Яков Буркгардт[496], престарелый друг молодого Ницше и его коллега по базельской профессуре, утонченный и охлажденный наблюдатель и скептик, классический историк эпохи Возрождения, употребивший, наконец, свою огромную начитанность на написание «Истории греческой Культуры», книги, полной остроумия и проницательности, хотя и не всегда верной строго исторической методе, — первый попытался осветить вопрос о пессимизме греков эмпирически, путем трезвого сопоставления культурно-исторического материала. Взгляд Буркгардта, которого уже нельзя заподозрить в предвзятой метафизической или эстетической доктрине, совпадает со взглядом Ницше: подводя итог своим оценкам явлений жизни, греки приходили к ее отрицанию; общий баланс их исторического существования слагался в нет жизни.
Этот взгляд кажется прямо противоречащим тому воззрению на светло-прекрасную, ясно-гармоническую жизнь, празднующую Элладу, родоначальником которого в новой эпохе европейской мысли мы признаем Винкельмана. Как объясняется эта двойственность впечатления, производимого на новое человечество доходящими до нас отголосками древнего?
Что греки были сынами средиземного, серебряными оливами отененного юга; что они жили окруженные вечным видением воздушно-голубых горных очертаний, островов, похожих на замки из самоцветных камней, и обильного глубокими, прихотливыми заливами и заводями моря, голубого, как бирюза, или синего, как сафир или синее гроздие, — греческой «Фалассы», улыбающейся, как говорит Эсхил, бесчисленными улыбками; что они любили венки, хороводы и богослужебные празднества; что их Олимп оглашался нескончаемым смехом разыгравшихся за пиршествами бессмертных; — все это, подобно золотому покрову, накинутому над бездной, по слову Тютчева, долго обманывало, отводило наши глаза от скорби и ужаса, и ночи греческой души. <...>
III
Эллинские культы были не только обрядовыми формами, но и внутренними переживаниями. Благодатное действие божества, которому возносится молитва и приносится жертва, обусловливаются расположением души, этому божеству угодным, и сказывается в ее проникновении силой, этому божеству свойственной. «Жертвовать Харитам» означает согласное радование и улыбчивую ясность духа; а «поклоняться Адрастее» — покорность ума, хранение сердечных помыслов от самопревознесения и дерзости и «дверь ограждения» устам от речей надменных и буйных. В «Ипполите» Еврипида борьба между заветами целомудрия и страстью символизована соперничеством между служениями Артемиды и Афродиты. Чтобы избавиться от насланной Аполлоном язвы, народ, по Гомеру, умилостивляет его гимном победной гармонии — пэаном.
────────
→ ЗАДАНИЕ
Дословно перепишите из приведённого выше фрагмента о пессимизме греков и эллинских культах всё от слов «Яков Буркгардт[496], престарелый» вниз до слов «в нет жизни.» включительно.

→ ЗАПИСИ НАБОРА ДАННЫХ
────────
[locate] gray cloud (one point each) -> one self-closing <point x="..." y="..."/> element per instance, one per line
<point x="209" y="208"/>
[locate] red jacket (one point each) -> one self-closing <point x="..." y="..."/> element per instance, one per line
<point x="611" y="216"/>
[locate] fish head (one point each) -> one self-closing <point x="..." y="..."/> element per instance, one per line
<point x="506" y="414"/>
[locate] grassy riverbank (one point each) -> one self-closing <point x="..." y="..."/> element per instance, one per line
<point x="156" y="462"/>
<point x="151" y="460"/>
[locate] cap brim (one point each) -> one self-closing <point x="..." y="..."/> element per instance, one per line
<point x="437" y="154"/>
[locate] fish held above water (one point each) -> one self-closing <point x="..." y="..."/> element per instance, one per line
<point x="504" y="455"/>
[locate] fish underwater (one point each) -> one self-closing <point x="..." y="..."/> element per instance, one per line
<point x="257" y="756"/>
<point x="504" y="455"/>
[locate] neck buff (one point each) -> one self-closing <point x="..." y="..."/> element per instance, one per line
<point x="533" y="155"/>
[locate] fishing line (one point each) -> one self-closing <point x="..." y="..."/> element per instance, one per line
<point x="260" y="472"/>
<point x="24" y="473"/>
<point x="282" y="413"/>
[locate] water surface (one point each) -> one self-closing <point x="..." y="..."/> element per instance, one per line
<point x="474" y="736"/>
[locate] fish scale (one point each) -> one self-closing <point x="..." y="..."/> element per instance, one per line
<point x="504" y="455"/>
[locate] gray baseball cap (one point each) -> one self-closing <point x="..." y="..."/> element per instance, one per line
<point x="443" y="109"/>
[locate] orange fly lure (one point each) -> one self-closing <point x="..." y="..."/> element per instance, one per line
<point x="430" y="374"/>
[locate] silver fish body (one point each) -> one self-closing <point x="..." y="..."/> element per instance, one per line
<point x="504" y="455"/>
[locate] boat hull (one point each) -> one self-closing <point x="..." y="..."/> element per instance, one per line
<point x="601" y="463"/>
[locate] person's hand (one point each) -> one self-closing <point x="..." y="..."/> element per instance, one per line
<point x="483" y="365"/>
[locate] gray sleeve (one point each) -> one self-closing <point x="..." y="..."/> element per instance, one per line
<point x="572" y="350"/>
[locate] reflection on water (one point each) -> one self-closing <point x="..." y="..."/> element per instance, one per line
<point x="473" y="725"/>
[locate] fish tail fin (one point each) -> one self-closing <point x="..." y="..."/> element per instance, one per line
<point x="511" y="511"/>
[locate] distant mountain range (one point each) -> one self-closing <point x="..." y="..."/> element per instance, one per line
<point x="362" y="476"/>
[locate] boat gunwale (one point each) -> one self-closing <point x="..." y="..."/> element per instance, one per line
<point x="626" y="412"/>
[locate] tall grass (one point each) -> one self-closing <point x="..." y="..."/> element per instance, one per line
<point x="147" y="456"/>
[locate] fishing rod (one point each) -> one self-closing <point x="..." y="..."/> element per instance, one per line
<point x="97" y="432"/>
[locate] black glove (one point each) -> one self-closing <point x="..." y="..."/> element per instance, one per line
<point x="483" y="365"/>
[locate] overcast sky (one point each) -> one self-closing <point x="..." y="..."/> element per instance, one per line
────────
→ ОТВЕТ НА ЗАДАНИЕ
Яков Буркгардт[496], престарелый друг молодого Ницше и его коллега по базельской профессуре, утонченный и охлажденный наблюдатель и скептик, классический историк эпохи Возрождения, употребивший, наконец, свою огромную начитанность на написание «Истории греческой Культуры», книги, полной остроумия и проницательности, хотя и не всегда верной строго исторической методе, — первый попытался осветить вопрос о пессимизме греков эмпирически, путем трезвого сопоставления культурно-исторического материала. Взгляд Буркгардта, которого уже нельзя заподозрить в предвзятой метафизической или эстетической доктрине, совпадает со взглядом Ницше: подводя итог своим оценкам явлений жизни, греки приходили к ее отрицанию; общий баланс их исторического существования слагался в нет жизни.